- [Required action] Give the data again exactly, without images.

Saved data entries
· · · · · · ·
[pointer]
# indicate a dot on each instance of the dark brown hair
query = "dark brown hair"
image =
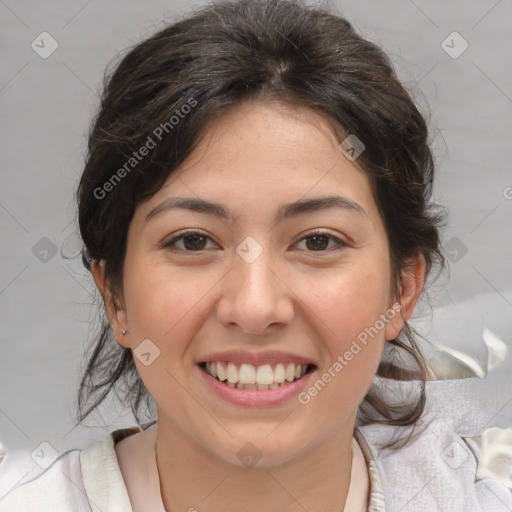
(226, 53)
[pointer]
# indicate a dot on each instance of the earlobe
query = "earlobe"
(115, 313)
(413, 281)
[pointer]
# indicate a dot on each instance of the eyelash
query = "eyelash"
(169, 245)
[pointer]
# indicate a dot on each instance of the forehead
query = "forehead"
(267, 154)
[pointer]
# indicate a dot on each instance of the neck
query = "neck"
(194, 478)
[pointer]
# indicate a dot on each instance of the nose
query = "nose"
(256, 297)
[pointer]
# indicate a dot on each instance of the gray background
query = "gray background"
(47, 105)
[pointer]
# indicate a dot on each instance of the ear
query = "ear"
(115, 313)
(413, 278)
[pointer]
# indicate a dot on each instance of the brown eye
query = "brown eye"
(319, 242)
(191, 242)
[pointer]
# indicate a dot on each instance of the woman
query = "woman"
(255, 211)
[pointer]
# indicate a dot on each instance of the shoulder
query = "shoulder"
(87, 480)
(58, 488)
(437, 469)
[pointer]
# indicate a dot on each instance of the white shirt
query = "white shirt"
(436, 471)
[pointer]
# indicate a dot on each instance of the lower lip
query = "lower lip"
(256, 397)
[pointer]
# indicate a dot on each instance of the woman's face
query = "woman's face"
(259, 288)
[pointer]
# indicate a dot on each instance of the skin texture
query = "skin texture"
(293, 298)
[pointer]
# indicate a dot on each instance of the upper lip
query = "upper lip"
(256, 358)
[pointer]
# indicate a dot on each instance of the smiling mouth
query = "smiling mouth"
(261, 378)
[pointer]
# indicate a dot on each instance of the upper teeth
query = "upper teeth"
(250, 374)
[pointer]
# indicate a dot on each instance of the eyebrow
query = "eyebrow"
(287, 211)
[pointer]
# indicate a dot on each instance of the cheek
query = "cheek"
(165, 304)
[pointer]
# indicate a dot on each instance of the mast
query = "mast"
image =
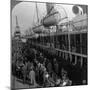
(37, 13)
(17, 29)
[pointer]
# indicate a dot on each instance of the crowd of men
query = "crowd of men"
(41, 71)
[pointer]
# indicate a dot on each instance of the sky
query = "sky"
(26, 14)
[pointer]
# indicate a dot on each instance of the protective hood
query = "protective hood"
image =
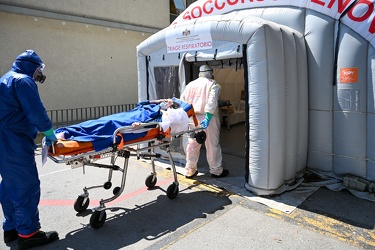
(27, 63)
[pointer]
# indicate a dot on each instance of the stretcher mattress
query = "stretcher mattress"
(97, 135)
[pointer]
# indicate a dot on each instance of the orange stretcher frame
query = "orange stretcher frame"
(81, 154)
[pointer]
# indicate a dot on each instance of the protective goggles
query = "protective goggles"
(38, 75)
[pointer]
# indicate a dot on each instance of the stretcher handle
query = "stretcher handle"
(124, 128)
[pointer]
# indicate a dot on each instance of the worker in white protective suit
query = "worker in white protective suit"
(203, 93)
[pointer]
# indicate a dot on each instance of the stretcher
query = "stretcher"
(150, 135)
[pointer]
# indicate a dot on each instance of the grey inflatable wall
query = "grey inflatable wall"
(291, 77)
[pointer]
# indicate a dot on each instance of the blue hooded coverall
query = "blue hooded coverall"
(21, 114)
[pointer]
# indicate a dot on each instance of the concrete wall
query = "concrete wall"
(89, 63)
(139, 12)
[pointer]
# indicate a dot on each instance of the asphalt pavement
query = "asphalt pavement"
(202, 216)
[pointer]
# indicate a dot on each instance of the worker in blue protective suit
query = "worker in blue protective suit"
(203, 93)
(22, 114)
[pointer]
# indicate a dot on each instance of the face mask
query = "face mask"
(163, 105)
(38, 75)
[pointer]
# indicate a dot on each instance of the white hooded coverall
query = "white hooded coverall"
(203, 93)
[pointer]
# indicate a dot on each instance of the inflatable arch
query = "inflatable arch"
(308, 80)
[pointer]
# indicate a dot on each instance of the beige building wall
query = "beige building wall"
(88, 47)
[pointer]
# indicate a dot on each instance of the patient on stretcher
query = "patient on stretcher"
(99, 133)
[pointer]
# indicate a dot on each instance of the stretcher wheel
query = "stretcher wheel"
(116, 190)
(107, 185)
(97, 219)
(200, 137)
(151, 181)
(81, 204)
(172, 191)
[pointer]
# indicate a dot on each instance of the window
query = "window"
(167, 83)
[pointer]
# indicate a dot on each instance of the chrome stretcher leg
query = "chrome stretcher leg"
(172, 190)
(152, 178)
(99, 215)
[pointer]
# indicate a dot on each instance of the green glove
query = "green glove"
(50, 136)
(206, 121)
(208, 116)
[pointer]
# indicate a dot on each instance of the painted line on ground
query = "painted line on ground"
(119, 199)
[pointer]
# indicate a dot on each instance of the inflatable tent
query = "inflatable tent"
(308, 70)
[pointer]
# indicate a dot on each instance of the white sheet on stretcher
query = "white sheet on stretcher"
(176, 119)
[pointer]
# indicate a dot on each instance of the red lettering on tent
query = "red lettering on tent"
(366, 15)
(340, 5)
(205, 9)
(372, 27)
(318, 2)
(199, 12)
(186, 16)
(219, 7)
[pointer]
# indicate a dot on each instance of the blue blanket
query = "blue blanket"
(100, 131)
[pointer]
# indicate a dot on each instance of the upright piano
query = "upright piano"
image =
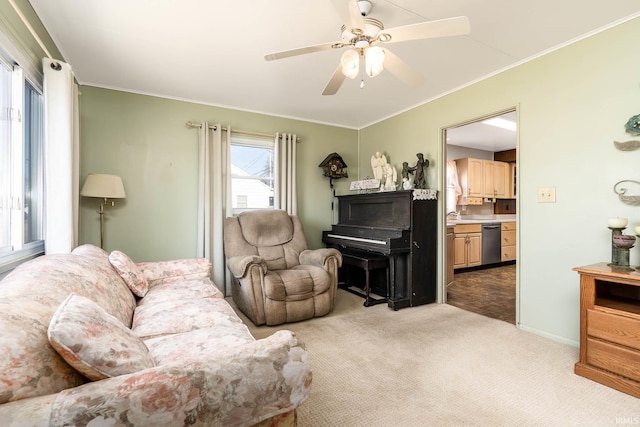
· · · · · · ·
- [Answer box]
[pointer]
# indicate a dot on each instance of the dark brown hair
query = "dark brown hair"
image =
(226, 53)
[pointer]
# indicate a dot on each instance of the earlobe
query = "earlobe"
(115, 313)
(413, 281)
[pointer]
# indicate a dot on each instance of the eyelash
query = "eyelash"
(169, 245)
[pointer]
# indicate a dot on each instance of the forehead
query = "forehead"
(267, 154)
[pointer]
# indicate a dot on each instance of the neck
query = "neck"
(194, 478)
[pointer]
# indicate a dot on each instance of the nose
query = "nose"
(256, 297)
[pointer]
# indicate a dot on each instance of the gray background
query = "gray background"
(47, 105)
[pointer]
# indicate a dot on each instance of the ear
query = "ear"
(115, 313)
(413, 278)
[pointer]
# indicate a dot on each instance of the brown eye
query = "brown eye"
(319, 242)
(191, 242)
[pointer]
# indicate a dot on each instance of the woman
query = "woman"
(255, 211)
[pointer]
# indicate a dot on each instance of the shoulder
query = "shoulder"
(87, 480)
(58, 488)
(437, 469)
[pointer]
# indicate a dot on each instance of the white shirt
query = "white shirt"
(436, 471)
[pointer]
# indicate a dot on each instance of the lower lip
query = "lower lip"
(256, 397)
[pointer]
# indicate a dot on each instance of the woman's face
query = "woman's face"
(259, 288)
[pointer]
# indicate a dot on each instance of the skin texture
query = "skin texture"
(293, 298)
[pointer]
# indicate a dot on each instance of the upper lip
query = "upper lip"
(256, 358)
[pointer]
# indicate a dot on each instance of the smiling mouth
query = "smiling mouth"
(261, 378)
[pointer]
# indicate a dot on each instance of the upper teeth
query = "upper teeth"
(250, 374)
[pointer]
# indicate a dot on each instance of the eyebrow
query = "eyebrow"
(287, 211)
[pointer]
# indicate a dot on each instance of the cheek
query = "cheek"
(165, 304)
[pointer]
# indicate a dot on each instance of the mast
query = "mast"
image =
(37, 13)
(17, 29)
[pointer]
# indicate a dot on each instance of the crowd of men
query = "crowd of men"
(41, 71)
[pointer]
# indicate a dot on each instance of the sky
query = "sky"
(26, 14)
[pointer]
# indicate a dot on each instance of the protective hood
query = "protective hood"
image =
(27, 63)
[pointer]
# indicate a dot on each instance of the stretcher mattress
query = "stretcher mattress"
(97, 135)
[pointer]
# indicate a dot on each instance of the orange stretcher frame
query = "orange stretcher frame"
(81, 154)
[pointer]
# indicate a dot on each instance of the protective goggles
query = "protective goggles"
(38, 75)
[pointer]
# indicate a dot on each instance of the stretcher handle
query = "stretcher handle"
(124, 128)
[pointer]
# indicate a dot on each instance of the worker in white protective suit
query = "worker in white protective suit"
(203, 93)
[pointer]
# indicate a dot on each instance of the stretcher
query = "stretcher"
(150, 135)
[pointer]
# indicate a dot on each instance of the grey inflatable wall
query = "grey inflatable wall"
(291, 77)
[pointer]
# indicate a dot on each instance of the blue hooded coverall
query = "blue hooded coverall"
(21, 114)
[pointer]
# indicate a dot on each instance of the concrete wall
query = "concrete wall"
(89, 63)
(139, 12)
[pointer]
# indicate a dot on each instance of the asphalt pavement
query = "asphalt pavement"
(202, 216)
[pointer]
# indicate a dot on each instance of the worker in blue protective suit
query = "worker in blue protective suit"
(203, 93)
(22, 114)
[pointer]
# indicate a dot on each instance of the face mask
query = "face mask"
(163, 105)
(38, 75)
[pointer]
# indicate a dot on each instance of the white hooded coverall
query = "white hooded coverall"
(203, 93)
[pointer]
# indicate a dot on each instance of the inflatable arch
query = "inflatable arch"
(308, 80)
[pointer]
# indicate a dot on each instance of the beige building wall
query = "beige building wall"
(88, 47)
[pointer]
# indicate a dot on each instance of the patient on stretcher
query = "patient on stretcher"
(99, 133)
[pointer]
# indicate a dot on each instance of the stretcher wheel
query = "stretcher wheel"
(116, 190)
(107, 185)
(97, 219)
(200, 137)
(151, 181)
(81, 204)
(172, 191)
[pointer]
# indicate a dot on each instance of the window
query = "window"
(167, 83)
[pointer]
# indicate a dot on each instance of the chrome stretcher leg
query = "chrome stretcher leg"
(172, 190)
(152, 178)
(99, 215)
[pointer]
# indicate a dot on each instance of the green glove
query = "green glove"
(50, 136)
(206, 121)
(208, 116)
[pointer]
# indicate a dot on each instance of the painted line on ground
query = "painted line on ground"
(119, 199)
[pointer]
# indicate a dot on each instance of the inflatable tent
query = "inflatable tent"
(308, 70)
[pointer]
# indicate a dot on each instance of the white sheet on stretcher
query = "white sheet on stretcher"
(176, 119)
[pointer]
# indicate a dot on each instance of the red lettering on tent
query = "red lettering on tent"
(366, 15)
(340, 5)
(205, 9)
(372, 27)
(318, 2)
(199, 12)
(186, 16)
(219, 7)
[pointer]
# indicate a dot on each instance of the blue blanket
query = "blue blanket"
(100, 131)
[pointer]
# indicate a dot on each instance of the upright piano
query = "upright piano"
image =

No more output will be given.